[Task list]:
A - In the report on Bhutan's first trade mission, what share of Bhutan's trade was with India for many years?
B - Decide whether each statement below agrees with the report on Bhutan's first trade mission. Answer yes or no for each, and quote the words from the report that decide it. (i) Dechen Penjore owns a handicrafts store in Thimpu. (ii) Bhutan exports twice what it imports. (iii) Bhutan has more than 700,000 people.
C - Write the next part of the report on Bhutan's first trade mission, starting after its last sentence.

But you can’t say businessmen there don’t dream big. A couple of weeks ago Bhutan sent its first trade delegation to the world’s biggest consumer market. Marketplace’s Lisa Napoli has the story.
LISA NAPOLI: This winter I volunteered at a new radio station in Bhutan. When I returned to the United States, I wrote a story for one of the papers back in Bhutan on my impressions of the media landscape there.
A consultant here in Southern California read the story online and sleuthed me out to tell me about the first-ever trade mission from Bhutan that was coming to L.A.
Suddenly, I found myself dancing with a bunch of Bhutanese businesspeople at a community center at a dinner in their honor.
Despite the traditional dancing and cuisine, the hopes were distinctly modern:
DECHEN PENJORE: Everyone comes here with a big dream, and I’ve come here with a big dream that somewhere we would strike it lucky. Where we would reach out to the people and let us know what we are about.
That’s Dechen Penjore. She owns a handicrafts store in Bhutan’s capital city of Thimpu. And like her counterparts on the trade mission, this would-be capitalist is guided by a devout Buddhist perspective.
DECHEN: Bhutan follows a middle-path approach to development, which is the same . . . in line with Buddha’s teachings — not too much modernization, not too less development, but in the middle.
That philosophy of moderation makes it hard to compete on the global stage. With fewer than 700,000 people and a rocky land mass the size of Switzerland, there’s no way Bhutan can keep up with neighboring China or India.
Still, the people of Bhutan are feeling the need to find new markets for their textiles, herbs, incense and tea.
SONAM P. WANGDI: For many years, more than 90 percent of our trade was with India.
That’s Sonam P. Wangdi. He’s Bhutan’s director of trade. He says Bhutan imports twice what it exports.
WANGDI: We have a problem, and we need to resolve that. So we are interested in exploring all markets so that we have a larger portfolio of products going to more countries so you’re more diversified, protected from risk in any one particular market.

[Records shown]:
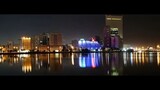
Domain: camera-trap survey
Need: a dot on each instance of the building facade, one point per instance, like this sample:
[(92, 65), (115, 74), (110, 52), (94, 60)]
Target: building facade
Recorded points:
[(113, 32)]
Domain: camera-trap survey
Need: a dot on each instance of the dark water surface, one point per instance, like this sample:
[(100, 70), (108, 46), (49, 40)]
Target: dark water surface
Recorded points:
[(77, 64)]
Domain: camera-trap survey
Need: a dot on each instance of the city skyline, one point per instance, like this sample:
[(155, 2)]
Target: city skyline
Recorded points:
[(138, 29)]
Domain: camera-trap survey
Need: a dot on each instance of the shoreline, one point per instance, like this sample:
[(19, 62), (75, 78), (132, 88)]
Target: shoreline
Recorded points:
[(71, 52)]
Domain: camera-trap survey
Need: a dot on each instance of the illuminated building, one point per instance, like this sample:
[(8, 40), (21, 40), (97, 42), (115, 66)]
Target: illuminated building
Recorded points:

==

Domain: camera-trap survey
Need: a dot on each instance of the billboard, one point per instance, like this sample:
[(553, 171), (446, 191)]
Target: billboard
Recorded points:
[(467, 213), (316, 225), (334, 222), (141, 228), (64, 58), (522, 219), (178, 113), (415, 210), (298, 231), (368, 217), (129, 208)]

[Results]:
A - More than 90 percent.

B -
(i) Yes: "She owns a handicrafts store in Bhutan’s capital city of Thimpu."
(ii) No: "He says Bhutan imports twice what it exports."
(iii) No: "With fewer than 700,000 people"

C -
This is a critical time for Bhutan. After 100 yeas of monarchy, the country’s preparing for its first democratic elections next year. And it’s flirting with joining the World Trade Organization.
What most everyone on the mission learned is that their first order of business is explaining where they are from.
Kuenzang Dorji Thinley sells Bhutanese arts and crafts and he felt resistance from buyers.
KUENZANG DORJI THINLEY: First we need to advertise our country first because when we bring the product people don’t know about Bhutan. So that’s why it’s having a little difficult time there.
But even the group’s organizers didn’t expect to sell much on this trip.
Consultant Grant Vinning has been prepping the delegation on how to do business in America. It’s not quite the same back in Bhutan.
GRANT VINNING: If everybody here has developed brochures, learned how to do their pitches, and we don’t sell a damned thing, the point is they themselves have changed. They’re learning to do things far more professionally. So if you look at the changing-of-the-culture objective then, yes, the project’s been a success.
The changing of the culture is something the Bhutanese fear even as they cautiously begin to step out. That’s why they’re moving slowly into this world of commerce.
In Los Angeles, I’m Lisa Napoli for Marketplace.